═══ Selected extract ═══
Thought you guys might be interested to see how weak willed I am.
All of the following happened after I had told myself NO NEW PROJECTS until I had finished some of the existing ones.
Just over a week ago I went out to buy some fibreglass resin and Gelcote, I happened to call in at the olde world machinery dealer where I bought my Bridgeport and some other bits of old cast iron machinery.
He has had this Denford Orac kicking about in a corner for at least 6 years, it was there when I got the Bridgeport. It was covered in dust and was covered in surface rust other than the bedway which looked OK.
I had kept my eye on it on all my previous visits but not given it too much thought, anyway after looking round and seeing nothing of great interest, I was about to leave when the dealer said " you can't go without buying something", I don't know what came over me and I gave him a STUPID bid on the Orac, He added £20 to save face and I bought it.
Half an hour later it was in the back of my Mondeo hatchback and I am driving home convincing myself it will be a great project for me and my lad to upgrade to Mach3.
I arrived back home and unloaded it with my engine crane, assembled the cabinet/stand and gave it a coat of looking at.
It looked complete and reasonably good nick the initial problems I found were:-
1) E stop was busted
2) Perspex guard was missing a couple of bits to slide on
3) No data cassettes.
4) The calculator on the front panel didn't work.
So next step was to fit a switch to replace the E stop, oil the ball screws and plug it in.
Bingo!! the screen lit up and a few relays clicked. Now what to do? I had no idea so I faffed about with few reset buttons (2under the front panel and on the cross slide) and before long I had the chuck spinning and the
X and Z axis under manual control.
Time to educate myself now so onto the Denford website nnd download some info.
═══ Source data ═══
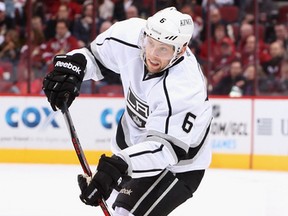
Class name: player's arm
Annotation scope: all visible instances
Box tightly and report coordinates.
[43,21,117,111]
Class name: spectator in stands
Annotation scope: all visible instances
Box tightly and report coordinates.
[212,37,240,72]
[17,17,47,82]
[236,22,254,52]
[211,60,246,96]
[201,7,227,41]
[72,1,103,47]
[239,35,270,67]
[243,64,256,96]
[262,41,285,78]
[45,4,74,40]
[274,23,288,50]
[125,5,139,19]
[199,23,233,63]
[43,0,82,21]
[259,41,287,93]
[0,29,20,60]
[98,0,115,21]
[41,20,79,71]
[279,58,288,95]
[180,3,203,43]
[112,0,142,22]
═══
═══ Source data ═══
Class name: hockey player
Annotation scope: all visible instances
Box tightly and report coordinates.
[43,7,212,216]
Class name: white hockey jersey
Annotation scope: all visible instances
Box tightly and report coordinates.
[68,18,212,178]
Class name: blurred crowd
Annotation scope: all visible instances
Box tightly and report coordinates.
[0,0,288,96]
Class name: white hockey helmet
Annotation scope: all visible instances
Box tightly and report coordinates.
═══
═══ Source data ═══
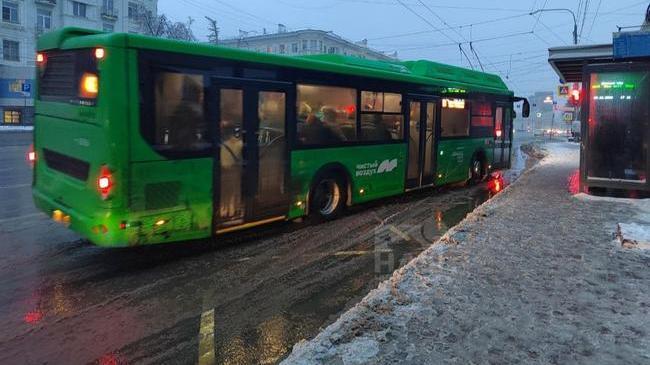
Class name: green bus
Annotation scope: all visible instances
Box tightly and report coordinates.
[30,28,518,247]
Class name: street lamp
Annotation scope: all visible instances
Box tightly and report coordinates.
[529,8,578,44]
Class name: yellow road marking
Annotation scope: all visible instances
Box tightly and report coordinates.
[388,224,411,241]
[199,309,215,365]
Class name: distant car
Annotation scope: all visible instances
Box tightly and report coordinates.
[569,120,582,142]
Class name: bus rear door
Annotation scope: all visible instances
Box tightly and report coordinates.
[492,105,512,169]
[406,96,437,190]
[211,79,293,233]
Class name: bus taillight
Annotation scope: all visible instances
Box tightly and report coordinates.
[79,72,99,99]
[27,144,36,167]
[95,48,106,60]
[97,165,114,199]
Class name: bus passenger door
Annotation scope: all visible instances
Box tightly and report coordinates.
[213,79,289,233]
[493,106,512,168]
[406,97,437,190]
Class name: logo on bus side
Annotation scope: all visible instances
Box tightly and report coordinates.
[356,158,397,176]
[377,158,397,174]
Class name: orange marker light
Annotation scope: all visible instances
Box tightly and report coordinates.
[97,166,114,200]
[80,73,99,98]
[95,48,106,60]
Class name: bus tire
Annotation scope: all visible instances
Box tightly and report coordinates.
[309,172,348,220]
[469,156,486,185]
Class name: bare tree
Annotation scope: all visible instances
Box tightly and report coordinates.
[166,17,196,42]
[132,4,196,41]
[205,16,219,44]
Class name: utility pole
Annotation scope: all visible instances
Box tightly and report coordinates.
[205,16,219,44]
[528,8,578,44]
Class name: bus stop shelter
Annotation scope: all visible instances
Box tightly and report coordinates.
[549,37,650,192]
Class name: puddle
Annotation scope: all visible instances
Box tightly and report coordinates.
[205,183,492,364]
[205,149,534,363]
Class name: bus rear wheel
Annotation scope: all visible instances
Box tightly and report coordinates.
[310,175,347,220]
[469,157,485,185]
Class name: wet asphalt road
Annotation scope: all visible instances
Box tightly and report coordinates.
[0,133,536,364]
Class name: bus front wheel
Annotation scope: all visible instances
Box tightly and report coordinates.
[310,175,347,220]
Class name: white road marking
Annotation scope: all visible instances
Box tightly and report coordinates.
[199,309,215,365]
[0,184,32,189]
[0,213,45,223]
═══
■ Activity 1 ■
In the Denford Orac post, what vehicle carried the lathe home?
■ Activity 2 ■
Please reproduce word for word the stretch of the Denford Orac post from "It looked complete" through "No data cassettes.".
■ Activity 3 ■
Summarize the Denford Orac post in two sentences.

■ Answer space 1 ■
The back of the writer's Mondeo hatchback.

■ Answer space 2 ■
It looked complete and reasonably good nick the initial problems I found were:-
1) E stop was busted
2) Perspex guard was missing a couple of bits to slide on
3) No data cassettes.

■ Answer space 3 ■
Despite a rule of no new projects, the writer made a low bid on a dusty, rusty Denford Orac at a machinery dealer, bought it and drove it home, planning to upgrade it to Mach3 with their lad. The problems found were a busted E stop, a Perspex guard missing parts, no data cassettes and a broken calculator, but after fitting a switch for the E stop and oiling the ball screws, the writer got the chuck spinning and the X and Z axes under manual control.